▶ **PASSAGE PROVIDED**:
=======

Meat Loaf - Bat Out Of Hell - Review
← 389 album.png 391 →

critics' view

Bat Out of Hell is definitely an acquired taste. If you don’t like Andrew W.K. or The Darkness because they’re too cheesy then Meat Loaf probably isn’t your bag. If you can turn your brain off and just the music make you move, then you can love these bands.

The album starts with the title track, a nearly 10 minute epic, and one of the best openings of an album I have heard to this day. Meat Loaf only released one album previous to Bat Out of Hell, and it was nothing like Bat Out of Hell. The opening track of this album is the perfect introduction to what people are getting themselves into. With a ridiculously fast piano intro, coupled with wailing and chugging motorcycle guitars atop Weinberg hammering on the drums, you are immediately thrown into Jim Steinman and Meat Loaf’s gothic world. There is a full two minutes before Meat Loaf even sings, but once he does it’s the perfect topping to make you want more. At the end of the nearly 10 minute song, you are exhausted, and sweaty…or at least I always was when I danced to it in dirty basements in college.

The next track, “You Took the Words Right Out of My Mouth”, has an amazing spoken word opening that is pulled directly from Steinman’s sci-fi Pan show, and is performed by Steinman himself along with actress Marcia Mclain. This opening has always been one of my favorite parts of the album. I’m not sure why, but just the absolute absurdity of it is incredible. Steinman’s less than stellar acting in the intro makes me laugh every time. As he is answering the woman’s questions of him, he decides, it seems, to become progressively angrier with her before finally just snapping an annoyed “Yes!” at her to get her to shut up. Then the ending of “I bet you say that to all the boys” and the explosion of the song… gives me goose bumps and makes me smile like an idiot every time and I’m not sure why.

The song itself is one of the strongest on the album. Weinberg’s drumming gives the song a fantastic bum-bumbum beat that drives the song perfectly, the backing vocals are well placed and orchestrated, and the breakdown at around 4:00 is a fantastic example of the Spector wall-of-sound that Rundgren was going for in production. Then the ending of handclaps and a Meat Loaf vocal ad-lib is a perfect capper.

The album then cools it down a notch with one of the fantastic ballads on the album, “Heaven Can Wait”. Everything about this song is overdramatic. The rising and soaring and then falling orchestra, the seemingly full choir background singers, the “Desperado”-sounding piano, and Meat Loaf emoting the shit out of the lines like “I know heaven can wait/and all the gods come down here just to sing for me/and the melody’s gonna make me fly without pain, without fear,” and “I’ve got a taste of paradise that’s all I really need to make me stay just like a child again.” This song is begging and pleading to be sung by a lone actor on stage in a lone spotlight with fake tears and lots of fist pumping and chest punching.

=======

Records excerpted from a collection
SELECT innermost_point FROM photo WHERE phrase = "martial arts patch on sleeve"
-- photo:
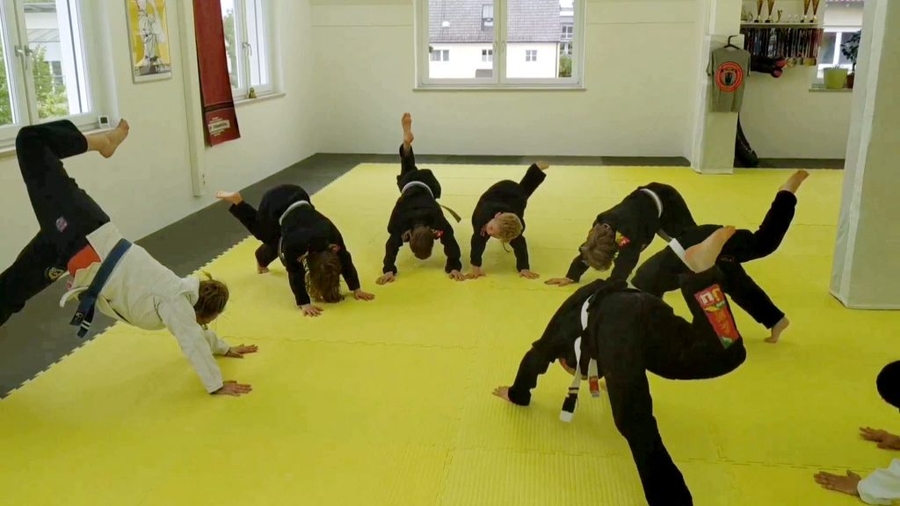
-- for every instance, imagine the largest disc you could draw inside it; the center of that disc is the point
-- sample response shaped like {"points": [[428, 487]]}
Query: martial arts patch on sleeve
{"points": [[714, 304]]}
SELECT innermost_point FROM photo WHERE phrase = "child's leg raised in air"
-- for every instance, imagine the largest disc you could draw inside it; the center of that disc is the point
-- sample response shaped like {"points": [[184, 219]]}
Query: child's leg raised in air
{"points": [[746, 246], [407, 156]]}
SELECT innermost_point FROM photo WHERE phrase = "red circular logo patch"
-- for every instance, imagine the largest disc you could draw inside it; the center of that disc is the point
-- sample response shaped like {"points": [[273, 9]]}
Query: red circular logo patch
{"points": [[729, 77]]}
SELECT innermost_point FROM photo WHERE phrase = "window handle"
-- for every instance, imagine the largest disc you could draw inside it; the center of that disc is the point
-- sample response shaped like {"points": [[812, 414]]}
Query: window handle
{"points": [[25, 53]]}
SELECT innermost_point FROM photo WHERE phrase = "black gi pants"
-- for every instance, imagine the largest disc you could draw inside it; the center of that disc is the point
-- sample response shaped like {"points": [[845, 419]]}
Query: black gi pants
{"points": [[409, 172], [65, 213], [659, 274], [263, 224], [675, 217], [636, 332]]}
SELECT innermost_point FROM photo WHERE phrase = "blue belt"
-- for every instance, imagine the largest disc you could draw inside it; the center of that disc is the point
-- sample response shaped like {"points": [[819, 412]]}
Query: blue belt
{"points": [[88, 299]]}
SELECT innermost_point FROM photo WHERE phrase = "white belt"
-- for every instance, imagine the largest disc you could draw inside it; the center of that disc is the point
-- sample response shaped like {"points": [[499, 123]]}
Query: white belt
{"points": [[293, 206], [655, 199]]}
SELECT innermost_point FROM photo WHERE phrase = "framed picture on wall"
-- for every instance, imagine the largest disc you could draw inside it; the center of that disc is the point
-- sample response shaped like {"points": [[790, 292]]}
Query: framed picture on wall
{"points": [[148, 37]]}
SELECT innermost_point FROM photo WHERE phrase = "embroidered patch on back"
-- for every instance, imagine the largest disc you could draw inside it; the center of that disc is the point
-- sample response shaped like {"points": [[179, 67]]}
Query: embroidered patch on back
{"points": [[713, 302], [54, 273]]}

=======

▶ **DIRECTION 1**:
Answer these questions from the album review:
(a) About how long is the title track?
(b) Who performs the spoken word opening of "You Took the Words Right Out of My Mouth"?
(c) Which song does the album review describe as one of the ballads that cools the album down a notch?
▶ **DIRECTION 2**:
Please reproduce the part of the album review starting with "Meat Loaf - Bat" and going on through "love these bands.".

▶ **FULL SOLUTION 1**:
(a) Nearly 10 minutes.
(b) Jim Steinman himself, along with actress Marcia Mclain.
(c) "Heaven Can Wait".

▶ **FULL SOLUTION 2**:
Meat Loaf - Bat Out Of Hell - Review
← 389 album.png 391 →

critics' view

Bat Out of Hell is definitely an acquired taste. If you don’t like Andrew W.K. or The Darkness because they’re too cheesy then Meat Loaf probably isn’t your bag. If you can turn your brain off and just the music make you move, then you can love these bands.